### Extract

PRETTY COOOL
thanks. really a fine find
it seems like they discover something new every week
heres another article
Hey, Some people like lutefisk, and some like Balut! all a matter of taste. Me? I like traditional Slovenian blooded rice sausage. I always bring some rings of it back when i visit the old country, Cleveland. My favorite traditional butcher shop there makes it fresh every week.
I guess corals can suffer the same taste bud deformities.
Cool video ;D
Awesome! A fungia plate consuming a jelly fish. Those things will try to eat just about anything. I doubt the person who took that image stuck around to make sure it actually attempted to digest the jelly.
BTW, common names suck! A newbie might think that was a “mushroom coral” in hobby terms aka a corallimorph. The term “mushroom coral” is sometimes also used to refer to Sarcophyton which hobbyist often call Toadstool corals. Would be so much easier if we would just stick to one name. It’s almost as bad as people who use different screen names on every different forum and for there e-mail and I’m supposed to remember there real name to!

######

**Your task:**
In the forum thread, what does the Awesome! post say the fungia plate is consuming?

### Extracted material

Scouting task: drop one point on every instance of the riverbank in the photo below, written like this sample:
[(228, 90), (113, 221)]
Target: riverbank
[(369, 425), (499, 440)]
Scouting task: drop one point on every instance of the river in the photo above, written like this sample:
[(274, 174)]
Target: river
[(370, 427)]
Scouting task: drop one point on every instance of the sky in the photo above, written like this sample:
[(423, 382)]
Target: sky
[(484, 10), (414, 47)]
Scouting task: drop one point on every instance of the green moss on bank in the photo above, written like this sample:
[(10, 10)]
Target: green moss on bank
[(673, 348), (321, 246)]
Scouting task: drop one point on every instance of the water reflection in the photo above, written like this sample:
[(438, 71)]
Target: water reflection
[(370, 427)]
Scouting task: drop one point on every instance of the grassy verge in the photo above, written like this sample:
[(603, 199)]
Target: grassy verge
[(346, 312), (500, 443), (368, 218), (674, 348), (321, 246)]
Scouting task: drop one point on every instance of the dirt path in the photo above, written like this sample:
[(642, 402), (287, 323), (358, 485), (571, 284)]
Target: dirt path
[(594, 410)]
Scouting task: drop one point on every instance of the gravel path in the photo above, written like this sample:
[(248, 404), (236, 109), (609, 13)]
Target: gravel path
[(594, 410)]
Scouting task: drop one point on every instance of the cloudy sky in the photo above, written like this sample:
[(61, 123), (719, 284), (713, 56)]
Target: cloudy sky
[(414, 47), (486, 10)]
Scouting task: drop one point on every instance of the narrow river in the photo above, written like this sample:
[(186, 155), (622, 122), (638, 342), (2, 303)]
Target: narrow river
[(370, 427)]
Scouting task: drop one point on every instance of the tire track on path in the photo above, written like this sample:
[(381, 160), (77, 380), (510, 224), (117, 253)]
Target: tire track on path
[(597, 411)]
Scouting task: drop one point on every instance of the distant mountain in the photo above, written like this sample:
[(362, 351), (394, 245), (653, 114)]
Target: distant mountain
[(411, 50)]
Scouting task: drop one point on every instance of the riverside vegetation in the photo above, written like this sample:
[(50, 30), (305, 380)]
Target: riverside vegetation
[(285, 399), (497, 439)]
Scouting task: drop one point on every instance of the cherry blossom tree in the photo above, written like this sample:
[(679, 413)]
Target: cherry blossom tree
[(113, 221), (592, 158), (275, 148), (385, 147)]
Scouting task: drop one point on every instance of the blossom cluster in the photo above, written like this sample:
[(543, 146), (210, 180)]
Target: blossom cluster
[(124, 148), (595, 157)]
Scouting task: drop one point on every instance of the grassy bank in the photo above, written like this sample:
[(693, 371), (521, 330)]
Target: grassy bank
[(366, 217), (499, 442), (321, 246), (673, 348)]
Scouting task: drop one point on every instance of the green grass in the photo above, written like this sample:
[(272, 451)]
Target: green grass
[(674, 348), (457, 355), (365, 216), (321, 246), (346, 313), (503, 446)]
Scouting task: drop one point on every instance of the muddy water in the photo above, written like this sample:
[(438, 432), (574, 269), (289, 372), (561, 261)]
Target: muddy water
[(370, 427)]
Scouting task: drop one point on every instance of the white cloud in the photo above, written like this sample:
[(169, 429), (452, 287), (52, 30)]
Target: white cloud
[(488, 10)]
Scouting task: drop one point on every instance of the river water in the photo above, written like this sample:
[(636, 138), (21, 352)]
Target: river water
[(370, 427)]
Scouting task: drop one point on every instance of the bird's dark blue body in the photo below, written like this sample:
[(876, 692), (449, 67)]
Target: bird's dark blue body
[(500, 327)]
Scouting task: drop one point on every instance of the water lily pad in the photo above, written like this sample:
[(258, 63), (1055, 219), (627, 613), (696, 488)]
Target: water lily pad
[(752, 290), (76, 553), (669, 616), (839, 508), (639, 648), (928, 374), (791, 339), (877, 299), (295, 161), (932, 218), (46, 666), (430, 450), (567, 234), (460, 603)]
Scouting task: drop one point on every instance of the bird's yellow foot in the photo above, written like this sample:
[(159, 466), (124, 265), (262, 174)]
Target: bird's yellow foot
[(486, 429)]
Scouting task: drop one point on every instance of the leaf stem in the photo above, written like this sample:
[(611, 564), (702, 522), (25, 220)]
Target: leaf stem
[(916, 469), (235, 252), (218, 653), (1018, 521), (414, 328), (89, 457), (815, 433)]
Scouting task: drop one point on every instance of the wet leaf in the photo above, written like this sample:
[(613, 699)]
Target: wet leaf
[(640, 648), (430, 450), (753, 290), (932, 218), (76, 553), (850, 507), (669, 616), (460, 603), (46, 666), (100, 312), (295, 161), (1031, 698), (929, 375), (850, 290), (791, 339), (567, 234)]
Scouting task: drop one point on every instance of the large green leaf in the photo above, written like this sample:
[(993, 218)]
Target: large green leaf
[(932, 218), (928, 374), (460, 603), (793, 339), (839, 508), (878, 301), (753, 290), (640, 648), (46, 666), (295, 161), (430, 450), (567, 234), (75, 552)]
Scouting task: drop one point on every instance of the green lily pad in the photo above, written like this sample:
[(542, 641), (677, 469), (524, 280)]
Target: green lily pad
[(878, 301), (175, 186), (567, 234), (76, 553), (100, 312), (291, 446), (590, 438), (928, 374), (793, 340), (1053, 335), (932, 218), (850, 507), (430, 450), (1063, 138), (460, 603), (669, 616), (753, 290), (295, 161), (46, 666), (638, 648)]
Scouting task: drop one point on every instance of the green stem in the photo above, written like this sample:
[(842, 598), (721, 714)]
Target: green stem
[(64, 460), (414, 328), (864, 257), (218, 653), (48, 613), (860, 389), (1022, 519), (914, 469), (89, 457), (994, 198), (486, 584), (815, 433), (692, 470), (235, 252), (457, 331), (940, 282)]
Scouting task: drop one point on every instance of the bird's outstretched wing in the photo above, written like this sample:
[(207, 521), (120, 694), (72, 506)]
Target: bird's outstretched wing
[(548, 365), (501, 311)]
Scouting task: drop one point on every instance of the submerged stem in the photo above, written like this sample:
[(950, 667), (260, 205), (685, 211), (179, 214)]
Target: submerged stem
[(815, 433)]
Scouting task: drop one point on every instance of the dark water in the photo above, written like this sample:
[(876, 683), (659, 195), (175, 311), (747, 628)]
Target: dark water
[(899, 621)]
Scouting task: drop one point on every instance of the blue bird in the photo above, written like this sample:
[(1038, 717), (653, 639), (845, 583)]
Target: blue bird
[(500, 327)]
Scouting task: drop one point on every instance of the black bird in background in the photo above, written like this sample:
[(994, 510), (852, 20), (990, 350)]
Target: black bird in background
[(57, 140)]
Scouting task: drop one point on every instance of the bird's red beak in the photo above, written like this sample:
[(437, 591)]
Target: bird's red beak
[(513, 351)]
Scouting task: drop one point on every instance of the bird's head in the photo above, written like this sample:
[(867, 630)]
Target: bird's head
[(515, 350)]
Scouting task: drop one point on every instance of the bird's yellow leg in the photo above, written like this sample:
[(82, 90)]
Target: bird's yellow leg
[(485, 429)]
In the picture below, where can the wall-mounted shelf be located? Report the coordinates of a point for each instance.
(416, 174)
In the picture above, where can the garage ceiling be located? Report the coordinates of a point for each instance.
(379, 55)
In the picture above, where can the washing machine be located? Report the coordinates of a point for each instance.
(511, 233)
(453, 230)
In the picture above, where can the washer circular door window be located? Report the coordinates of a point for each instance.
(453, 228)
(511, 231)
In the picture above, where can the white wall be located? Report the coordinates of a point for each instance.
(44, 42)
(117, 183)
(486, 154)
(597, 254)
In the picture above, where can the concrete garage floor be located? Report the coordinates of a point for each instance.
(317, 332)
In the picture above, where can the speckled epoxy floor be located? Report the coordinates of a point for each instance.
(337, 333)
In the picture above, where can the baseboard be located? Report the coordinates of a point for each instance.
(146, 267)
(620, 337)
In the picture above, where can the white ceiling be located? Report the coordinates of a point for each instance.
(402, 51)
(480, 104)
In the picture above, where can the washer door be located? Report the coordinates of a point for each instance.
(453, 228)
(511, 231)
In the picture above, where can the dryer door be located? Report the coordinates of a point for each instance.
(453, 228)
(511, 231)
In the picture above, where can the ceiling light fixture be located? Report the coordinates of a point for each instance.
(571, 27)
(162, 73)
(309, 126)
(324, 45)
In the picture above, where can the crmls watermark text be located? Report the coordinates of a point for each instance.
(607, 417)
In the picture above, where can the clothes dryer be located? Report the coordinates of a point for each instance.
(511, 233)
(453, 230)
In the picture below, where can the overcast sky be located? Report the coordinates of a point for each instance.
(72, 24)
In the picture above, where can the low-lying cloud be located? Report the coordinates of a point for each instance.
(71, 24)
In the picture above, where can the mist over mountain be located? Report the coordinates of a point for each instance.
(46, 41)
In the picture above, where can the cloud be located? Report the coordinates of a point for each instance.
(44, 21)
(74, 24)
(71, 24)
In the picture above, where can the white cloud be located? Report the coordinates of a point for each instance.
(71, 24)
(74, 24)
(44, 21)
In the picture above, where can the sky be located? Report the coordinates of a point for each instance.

######

**The answer:**
A jellyfish.